(Detection annotation listing)
begin
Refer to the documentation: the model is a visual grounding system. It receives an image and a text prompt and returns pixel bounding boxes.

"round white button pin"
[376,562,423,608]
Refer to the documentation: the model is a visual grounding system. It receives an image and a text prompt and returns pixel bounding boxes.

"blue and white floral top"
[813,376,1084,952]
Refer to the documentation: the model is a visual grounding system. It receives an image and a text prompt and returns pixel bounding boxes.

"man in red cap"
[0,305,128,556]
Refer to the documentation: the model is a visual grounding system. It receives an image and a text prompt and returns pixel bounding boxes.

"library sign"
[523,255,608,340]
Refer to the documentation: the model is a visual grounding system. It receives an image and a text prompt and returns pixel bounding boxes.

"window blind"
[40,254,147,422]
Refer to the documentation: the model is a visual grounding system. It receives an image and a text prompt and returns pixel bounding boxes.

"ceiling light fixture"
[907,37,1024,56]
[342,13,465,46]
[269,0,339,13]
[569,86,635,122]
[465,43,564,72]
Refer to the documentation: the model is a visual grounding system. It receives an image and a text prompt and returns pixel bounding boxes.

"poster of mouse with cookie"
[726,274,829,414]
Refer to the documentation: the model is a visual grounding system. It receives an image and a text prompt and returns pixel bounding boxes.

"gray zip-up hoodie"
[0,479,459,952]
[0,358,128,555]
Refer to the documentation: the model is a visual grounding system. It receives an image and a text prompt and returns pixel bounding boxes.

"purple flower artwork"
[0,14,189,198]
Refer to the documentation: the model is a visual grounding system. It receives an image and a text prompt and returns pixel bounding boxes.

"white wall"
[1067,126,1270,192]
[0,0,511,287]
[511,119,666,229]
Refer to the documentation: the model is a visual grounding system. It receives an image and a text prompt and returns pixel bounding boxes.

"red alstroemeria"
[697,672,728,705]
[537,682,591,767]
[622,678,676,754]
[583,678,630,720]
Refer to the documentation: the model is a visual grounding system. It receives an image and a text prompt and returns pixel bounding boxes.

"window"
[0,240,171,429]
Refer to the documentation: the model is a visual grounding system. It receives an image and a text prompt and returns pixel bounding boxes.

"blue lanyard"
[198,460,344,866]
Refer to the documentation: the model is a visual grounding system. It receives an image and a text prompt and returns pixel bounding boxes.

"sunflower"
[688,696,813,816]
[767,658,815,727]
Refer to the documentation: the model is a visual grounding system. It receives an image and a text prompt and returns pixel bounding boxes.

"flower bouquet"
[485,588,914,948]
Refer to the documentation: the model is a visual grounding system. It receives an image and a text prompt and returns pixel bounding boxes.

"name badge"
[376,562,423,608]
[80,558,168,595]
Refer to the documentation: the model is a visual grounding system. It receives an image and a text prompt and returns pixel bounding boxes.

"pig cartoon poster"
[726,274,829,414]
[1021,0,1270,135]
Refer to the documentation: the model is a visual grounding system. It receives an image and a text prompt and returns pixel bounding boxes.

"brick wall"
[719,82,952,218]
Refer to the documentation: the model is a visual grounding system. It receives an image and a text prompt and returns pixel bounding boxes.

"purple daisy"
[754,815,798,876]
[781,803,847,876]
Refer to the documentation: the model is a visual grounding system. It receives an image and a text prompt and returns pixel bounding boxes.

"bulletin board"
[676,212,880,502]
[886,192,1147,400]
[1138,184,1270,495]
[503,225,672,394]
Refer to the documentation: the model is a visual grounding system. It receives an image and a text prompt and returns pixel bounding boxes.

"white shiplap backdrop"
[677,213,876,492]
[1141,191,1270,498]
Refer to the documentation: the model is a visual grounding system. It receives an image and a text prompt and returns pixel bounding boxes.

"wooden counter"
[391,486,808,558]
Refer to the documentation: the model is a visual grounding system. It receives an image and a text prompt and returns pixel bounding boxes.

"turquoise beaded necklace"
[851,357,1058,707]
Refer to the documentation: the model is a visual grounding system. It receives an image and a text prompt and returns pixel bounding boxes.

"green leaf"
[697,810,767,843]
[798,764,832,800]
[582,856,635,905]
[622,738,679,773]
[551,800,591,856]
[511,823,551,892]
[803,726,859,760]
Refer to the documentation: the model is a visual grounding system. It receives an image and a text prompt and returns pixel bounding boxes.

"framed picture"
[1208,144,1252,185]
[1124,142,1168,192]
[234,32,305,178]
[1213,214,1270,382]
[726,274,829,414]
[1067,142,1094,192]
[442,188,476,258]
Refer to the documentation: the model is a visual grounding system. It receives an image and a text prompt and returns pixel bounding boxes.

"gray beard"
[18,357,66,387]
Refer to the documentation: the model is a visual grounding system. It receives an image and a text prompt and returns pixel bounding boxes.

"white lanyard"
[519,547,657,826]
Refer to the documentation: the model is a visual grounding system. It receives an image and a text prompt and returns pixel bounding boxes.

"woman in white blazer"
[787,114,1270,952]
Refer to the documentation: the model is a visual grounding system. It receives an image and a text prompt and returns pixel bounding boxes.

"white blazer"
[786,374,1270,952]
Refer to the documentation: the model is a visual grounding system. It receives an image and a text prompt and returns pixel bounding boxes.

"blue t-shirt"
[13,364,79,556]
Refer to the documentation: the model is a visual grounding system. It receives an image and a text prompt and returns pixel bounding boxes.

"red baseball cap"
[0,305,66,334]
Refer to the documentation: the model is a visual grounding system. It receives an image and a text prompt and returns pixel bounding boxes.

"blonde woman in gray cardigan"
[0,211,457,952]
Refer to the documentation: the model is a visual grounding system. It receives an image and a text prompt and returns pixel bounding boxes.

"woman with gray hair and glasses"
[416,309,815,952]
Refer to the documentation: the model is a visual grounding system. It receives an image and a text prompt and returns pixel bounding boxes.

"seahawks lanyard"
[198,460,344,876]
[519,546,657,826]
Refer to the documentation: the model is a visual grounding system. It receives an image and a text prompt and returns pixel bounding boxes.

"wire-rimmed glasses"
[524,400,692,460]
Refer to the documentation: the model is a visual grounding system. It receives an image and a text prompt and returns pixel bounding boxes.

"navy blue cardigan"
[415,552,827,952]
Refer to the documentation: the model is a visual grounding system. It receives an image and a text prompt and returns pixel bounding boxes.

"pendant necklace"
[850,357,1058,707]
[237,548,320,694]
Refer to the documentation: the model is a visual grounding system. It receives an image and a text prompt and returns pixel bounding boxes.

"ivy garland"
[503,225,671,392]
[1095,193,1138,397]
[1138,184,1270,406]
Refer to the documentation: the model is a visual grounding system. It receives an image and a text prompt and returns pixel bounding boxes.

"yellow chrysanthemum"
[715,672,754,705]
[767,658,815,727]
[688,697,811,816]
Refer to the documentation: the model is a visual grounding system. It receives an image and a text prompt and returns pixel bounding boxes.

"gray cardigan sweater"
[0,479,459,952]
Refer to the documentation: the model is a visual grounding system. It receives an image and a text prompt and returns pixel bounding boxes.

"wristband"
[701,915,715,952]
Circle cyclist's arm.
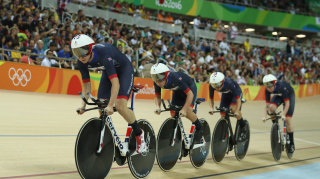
[182,89,194,111]
[81,81,91,109]
[153,83,161,109]
[77,60,91,109]
[264,89,271,118]
[108,77,120,107]
[209,85,214,111]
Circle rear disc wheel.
[128,119,157,178]
[157,118,182,171]
[189,119,211,168]
[211,119,229,163]
[75,118,115,179]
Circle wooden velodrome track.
[0,90,320,179]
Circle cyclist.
[150,63,203,146]
[262,74,295,153]
[71,34,147,153]
[209,72,248,141]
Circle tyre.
[189,119,211,168]
[157,118,182,171]
[75,118,115,179]
[234,120,250,161]
[270,123,282,162]
[128,119,157,178]
[211,119,229,163]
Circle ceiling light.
[296,34,306,38]
[246,28,255,32]
[279,37,288,40]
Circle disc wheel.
[234,120,250,161]
[75,118,114,179]
[286,133,293,159]
[157,118,182,171]
[128,119,157,178]
[189,119,211,168]
[211,119,229,163]
[270,123,282,162]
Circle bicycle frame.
[171,103,206,149]
[97,91,138,156]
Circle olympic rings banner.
[0,61,320,101]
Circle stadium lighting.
[279,37,288,40]
[246,28,255,32]
[296,34,306,38]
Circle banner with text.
[0,61,320,101]
[121,0,320,32]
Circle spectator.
[20,47,34,65]
[174,16,182,25]
[58,43,70,58]
[10,42,21,62]
[243,39,250,52]
[219,37,230,55]
[44,42,58,57]
[41,50,58,67]
[26,39,39,60]
[157,10,164,22]
[193,15,201,28]
[166,12,174,24]
[3,35,12,61]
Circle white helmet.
[210,72,224,88]
[150,63,170,82]
[263,74,278,88]
[71,34,95,58]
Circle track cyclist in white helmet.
[209,72,248,141]
[71,34,147,153]
[150,63,203,146]
[262,74,295,153]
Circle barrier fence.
[0,61,320,101]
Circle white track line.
[250,127,320,146]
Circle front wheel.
[211,118,229,163]
[75,118,114,179]
[157,118,182,172]
[189,119,211,168]
[270,123,282,162]
[128,119,157,178]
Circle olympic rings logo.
[9,67,31,87]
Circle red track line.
[0,146,320,179]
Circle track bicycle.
[75,85,156,179]
[211,99,250,163]
[266,111,293,162]
[157,98,211,171]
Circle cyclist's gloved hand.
[104,105,114,116]
[179,109,187,117]
[154,109,161,115]
[77,107,84,115]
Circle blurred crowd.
[209,0,319,16]
[0,0,320,85]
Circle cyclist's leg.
[220,93,233,118]
[269,95,283,123]
[286,95,295,145]
[97,71,111,116]
[230,93,242,120]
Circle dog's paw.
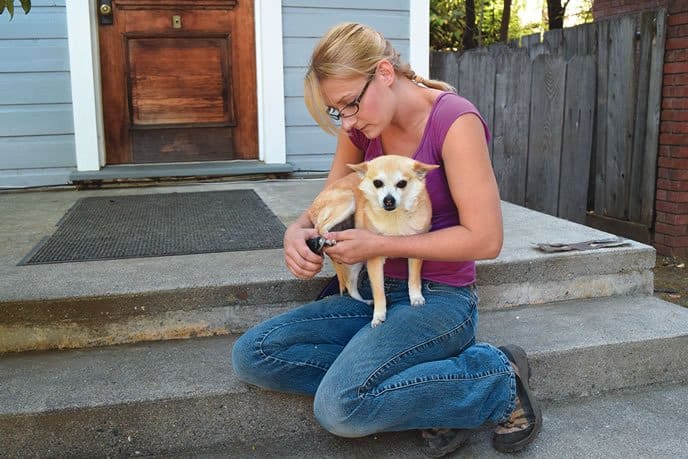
[370,312,387,328]
[409,293,425,306]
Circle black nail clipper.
[306,236,337,255]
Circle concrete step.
[0,197,655,353]
[159,384,688,459]
[0,296,688,457]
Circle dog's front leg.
[368,257,387,327]
[409,258,425,306]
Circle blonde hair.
[303,22,456,135]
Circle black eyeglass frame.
[325,73,375,121]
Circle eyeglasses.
[326,73,375,121]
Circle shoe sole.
[494,345,542,453]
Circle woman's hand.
[284,223,323,279]
[323,228,384,265]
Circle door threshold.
[69,160,294,187]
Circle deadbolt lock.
[98,0,114,25]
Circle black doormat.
[19,190,285,265]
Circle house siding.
[0,0,76,188]
[0,0,410,188]
[282,0,410,172]
[593,0,688,257]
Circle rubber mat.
[19,190,285,265]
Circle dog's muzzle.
[382,194,397,211]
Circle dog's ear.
[347,162,368,178]
[413,161,440,180]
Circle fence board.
[597,16,635,220]
[593,21,609,215]
[431,8,666,234]
[557,56,596,223]
[628,13,655,225]
[526,55,566,215]
[492,49,531,206]
[430,52,459,88]
[640,10,666,227]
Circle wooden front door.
[98,0,258,164]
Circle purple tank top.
[349,92,490,287]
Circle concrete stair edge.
[0,297,688,455]
[0,244,655,352]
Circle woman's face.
[320,74,385,139]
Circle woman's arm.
[326,114,503,263]
[284,129,363,279]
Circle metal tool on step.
[306,236,337,255]
[535,237,631,253]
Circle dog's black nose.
[382,194,397,210]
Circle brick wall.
[593,0,688,257]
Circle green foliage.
[430,0,592,51]
[430,0,518,51]
[0,0,31,21]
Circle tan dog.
[308,155,439,327]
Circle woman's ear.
[377,59,396,86]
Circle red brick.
[667,13,688,27]
[665,234,688,250]
[666,191,688,202]
[657,179,688,191]
[664,74,688,86]
[655,223,688,236]
[659,145,688,159]
[662,86,688,97]
[659,134,688,145]
[667,24,688,38]
[664,62,688,74]
[664,37,688,49]
[657,212,688,226]
[655,200,688,215]
[661,110,688,124]
[659,120,688,133]
[657,158,688,170]
[662,97,688,110]
[664,48,688,64]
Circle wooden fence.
[430,9,666,239]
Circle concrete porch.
[0,179,688,457]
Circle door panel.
[99,0,258,164]
[127,38,234,126]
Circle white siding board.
[0,72,72,105]
[0,39,69,72]
[0,0,76,188]
[0,5,67,40]
[287,125,337,155]
[0,104,74,137]
[0,135,75,169]
[284,8,409,40]
[284,97,318,126]
[0,167,76,188]
[284,67,308,97]
[282,0,413,11]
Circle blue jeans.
[232,273,516,437]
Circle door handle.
[98,0,114,25]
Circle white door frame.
[66,0,430,171]
[66,0,287,171]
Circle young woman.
[233,23,542,456]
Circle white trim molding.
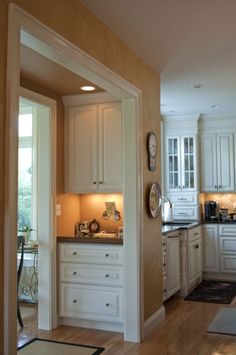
[144,306,166,337]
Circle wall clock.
[147,132,157,171]
[148,182,161,218]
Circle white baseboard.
[143,306,166,338]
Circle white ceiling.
[80,0,236,116]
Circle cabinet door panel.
[99,103,122,191]
[217,134,234,192]
[66,105,98,193]
[201,135,217,191]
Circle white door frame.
[4,3,143,355]
[19,88,57,330]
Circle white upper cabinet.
[166,135,197,192]
[65,94,122,193]
[201,133,234,192]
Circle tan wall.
[0,0,162,348]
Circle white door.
[217,133,234,192]
[201,134,218,192]
[98,102,123,192]
[65,105,98,193]
[202,224,219,272]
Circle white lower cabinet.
[59,243,124,331]
[162,232,181,301]
[203,223,236,280]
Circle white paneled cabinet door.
[167,236,181,297]
[98,103,122,191]
[202,224,220,272]
[201,133,234,192]
[217,133,234,192]
[66,105,98,193]
[166,137,181,192]
[201,134,217,192]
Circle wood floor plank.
[18,297,236,355]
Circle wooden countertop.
[57,236,123,245]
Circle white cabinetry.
[59,243,123,331]
[162,232,181,300]
[181,226,202,297]
[201,133,234,192]
[202,224,220,272]
[64,97,122,193]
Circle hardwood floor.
[18,297,236,355]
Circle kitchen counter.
[162,221,202,234]
[57,236,123,245]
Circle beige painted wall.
[0,0,162,339]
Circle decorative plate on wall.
[149,182,161,218]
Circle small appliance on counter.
[204,201,219,222]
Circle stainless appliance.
[204,201,219,222]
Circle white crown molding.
[62,92,120,107]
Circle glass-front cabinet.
[166,136,196,192]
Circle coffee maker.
[204,201,219,222]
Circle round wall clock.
[147,132,157,171]
[149,182,161,218]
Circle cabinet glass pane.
[169,173,173,189]
[184,138,188,154]
[190,172,194,188]
[168,139,173,154]
[174,138,178,154]
[189,138,193,154]
[174,173,179,189]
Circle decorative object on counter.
[147,132,157,171]
[185,280,236,304]
[102,202,121,222]
[118,227,123,239]
[89,219,100,234]
[148,182,161,218]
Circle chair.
[17,235,25,328]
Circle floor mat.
[185,280,236,304]
[17,338,104,355]
[207,308,236,335]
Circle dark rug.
[17,338,105,355]
[185,280,236,304]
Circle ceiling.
[20,44,104,96]
[80,0,236,116]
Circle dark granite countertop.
[57,236,123,245]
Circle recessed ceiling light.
[191,84,204,89]
[211,105,221,108]
[80,85,95,91]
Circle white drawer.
[219,237,236,254]
[60,283,123,323]
[188,226,202,242]
[60,263,123,287]
[220,255,236,273]
[174,206,200,221]
[168,192,199,206]
[219,224,236,237]
[59,243,123,265]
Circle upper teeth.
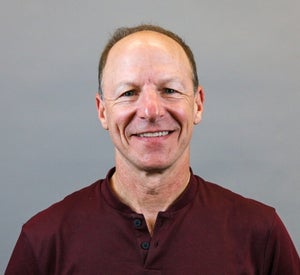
[139,131,169,137]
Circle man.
[6,25,300,275]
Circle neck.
[111,163,190,234]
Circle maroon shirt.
[5,169,300,275]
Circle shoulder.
[194,176,276,228]
[23,180,103,237]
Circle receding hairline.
[98,24,199,95]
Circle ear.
[96,93,108,130]
[194,86,204,125]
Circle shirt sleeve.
[4,231,40,275]
[264,213,300,275]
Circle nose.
end
## Set problem
Please rewrite the listing from the line that has "Circle cyclist's arm." through the line that has "[157,98,211,171]", changing "track" to "course" and keeping everything else the same. Give only those lines, without the pictures.

## Solution to the problem
Circle cyclist's arm.
[182,89,194,111]
[81,81,91,109]
[153,83,161,109]
[77,60,91,109]
[264,89,271,118]
[108,77,120,107]
[209,85,214,111]
Circle rear disc wheel.
[128,119,157,178]
[157,118,182,171]
[189,119,211,168]
[211,119,229,163]
[75,118,115,179]
Circle wooden velodrome course.
[0,90,320,179]
Circle cyclist.
[150,63,203,146]
[262,74,295,153]
[71,34,147,153]
[209,72,248,141]
Circle tyre.
[189,119,211,168]
[157,118,182,171]
[75,118,115,179]
[234,120,250,161]
[270,123,282,162]
[128,119,157,178]
[211,119,229,163]
Circle ceiling light.
[296,34,306,38]
[246,28,255,32]
[279,37,288,40]
Circle disc wheel.
[234,120,250,161]
[75,118,114,179]
[286,133,293,159]
[157,118,182,171]
[128,119,157,178]
[189,119,211,168]
[211,119,229,163]
[270,123,282,162]
Circle bicycle frame.
[171,103,206,149]
[97,91,138,156]
Circle olympic rings banner.
[0,61,320,101]
Circle stadium lighting.
[279,37,288,40]
[246,28,255,32]
[296,34,306,38]
Circle banner with text.
[0,61,320,101]
[121,0,320,32]
Circle spectator.
[20,47,34,65]
[174,16,182,25]
[58,43,70,58]
[10,42,21,62]
[243,39,250,52]
[219,37,230,55]
[44,42,58,57]
[41,50,58,67]
[26,39,39,60]
[157,10,164,22]
[193,15,201,28]
[166,12,174,24]
[3,35,12,61]
Circle white helmet.
[210,72,224,88]
[150,63,170,82]
[263,74,278,88]
[71,34,95,58]
Circle course cyclist in white helmet.
[209,72,248,141]
[71,34,147,153]
[150,63,203,146]
[262,74,295,153]
Circle barrier fence.
[0,61,320,101]
Circle white course line.
[250,127,320,146]
Circle front wheel.
[211,118,229,163]
[75,118,114,179]
[157,118,182,172]
[189,119,211,168]
[270,123,282,162]
[128,119,157,178]
Circle olympic rings logo.
[9,67,31,87]
Circle red course line.
[0,146,320,179]
Circle course bicycle.
[75,85,156,179]
[211,99,250,163]
[266,111,293,162]
[157,98,211,171]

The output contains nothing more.